→ WRITTEN PROBLEM:
Give the stretch of the material below from the line containing "Would you point out the rear" through the line containing "(1030, 211)" as a JSON list of strings, one string per line, leaving out any blank lines.

→ WORKING DATA:

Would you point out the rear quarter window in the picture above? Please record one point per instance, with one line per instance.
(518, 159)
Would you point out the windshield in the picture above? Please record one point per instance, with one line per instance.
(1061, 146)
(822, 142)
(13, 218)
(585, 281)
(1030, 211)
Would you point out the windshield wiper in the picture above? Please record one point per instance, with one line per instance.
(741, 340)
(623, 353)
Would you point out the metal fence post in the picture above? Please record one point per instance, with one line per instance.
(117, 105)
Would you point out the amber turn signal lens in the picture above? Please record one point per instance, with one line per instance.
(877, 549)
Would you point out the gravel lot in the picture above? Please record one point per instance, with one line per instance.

--

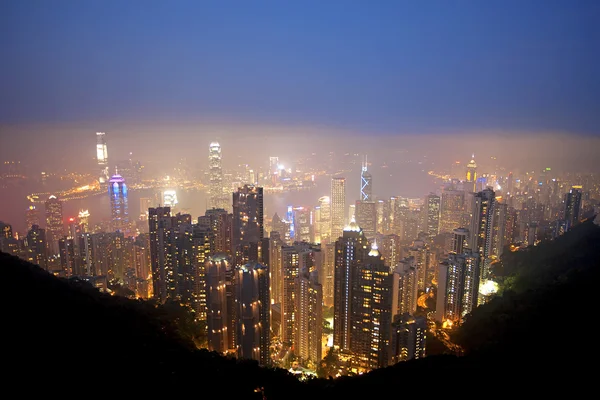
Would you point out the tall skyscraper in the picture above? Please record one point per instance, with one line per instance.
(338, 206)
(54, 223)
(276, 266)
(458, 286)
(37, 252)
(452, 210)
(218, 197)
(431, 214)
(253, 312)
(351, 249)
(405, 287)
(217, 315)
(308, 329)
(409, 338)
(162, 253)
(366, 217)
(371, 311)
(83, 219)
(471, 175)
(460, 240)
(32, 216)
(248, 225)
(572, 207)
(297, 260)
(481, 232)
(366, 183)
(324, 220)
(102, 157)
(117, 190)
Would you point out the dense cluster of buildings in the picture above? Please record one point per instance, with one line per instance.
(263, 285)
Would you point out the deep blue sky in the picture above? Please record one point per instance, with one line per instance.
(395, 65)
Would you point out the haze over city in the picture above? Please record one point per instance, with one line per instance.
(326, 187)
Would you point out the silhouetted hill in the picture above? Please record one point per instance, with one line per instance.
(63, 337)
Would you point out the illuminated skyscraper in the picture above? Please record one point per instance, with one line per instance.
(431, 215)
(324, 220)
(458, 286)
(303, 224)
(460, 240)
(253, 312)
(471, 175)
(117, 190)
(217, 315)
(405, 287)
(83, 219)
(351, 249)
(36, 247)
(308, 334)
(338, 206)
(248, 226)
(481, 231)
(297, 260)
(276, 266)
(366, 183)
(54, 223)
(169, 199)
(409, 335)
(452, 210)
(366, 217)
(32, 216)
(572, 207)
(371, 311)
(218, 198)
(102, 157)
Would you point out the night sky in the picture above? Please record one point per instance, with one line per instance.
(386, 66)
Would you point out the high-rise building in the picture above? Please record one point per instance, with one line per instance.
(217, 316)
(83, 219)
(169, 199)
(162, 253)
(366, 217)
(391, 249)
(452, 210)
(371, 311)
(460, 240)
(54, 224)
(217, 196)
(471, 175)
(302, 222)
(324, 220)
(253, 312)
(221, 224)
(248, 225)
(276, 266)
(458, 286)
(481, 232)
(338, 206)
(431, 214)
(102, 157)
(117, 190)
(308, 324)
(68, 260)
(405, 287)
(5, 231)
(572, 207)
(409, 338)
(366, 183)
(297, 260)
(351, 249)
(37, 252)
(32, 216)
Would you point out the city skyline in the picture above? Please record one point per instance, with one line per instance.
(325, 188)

---

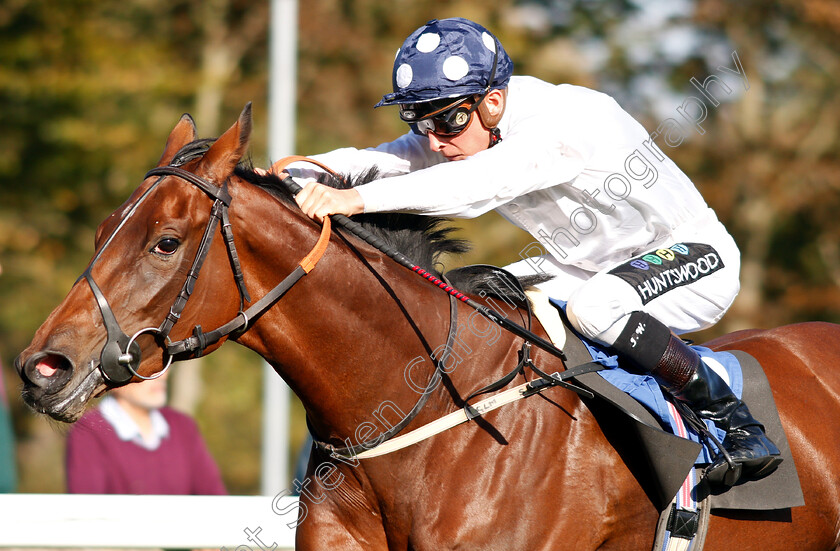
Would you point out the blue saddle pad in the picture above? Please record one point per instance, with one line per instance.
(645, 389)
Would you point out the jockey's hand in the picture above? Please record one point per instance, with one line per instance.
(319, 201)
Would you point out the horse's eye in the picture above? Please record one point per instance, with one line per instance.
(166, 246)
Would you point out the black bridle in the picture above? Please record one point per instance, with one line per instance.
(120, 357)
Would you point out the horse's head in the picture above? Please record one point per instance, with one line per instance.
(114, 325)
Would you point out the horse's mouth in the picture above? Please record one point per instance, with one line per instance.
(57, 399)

→ THE RESPONSE:
[
  "Would you point out the rear quarter window in the picture above? Please record one point per instance, with one line per instance.",
  "(518, 159)",
  "Would you point out the windshield in the picture above? Please record one point per instance, with one line per instance.",
  "(1061, 146)",
  "(822, 142)",
  "(13, 218)",
  "(585, 281)",
  "(1030, 211)"
]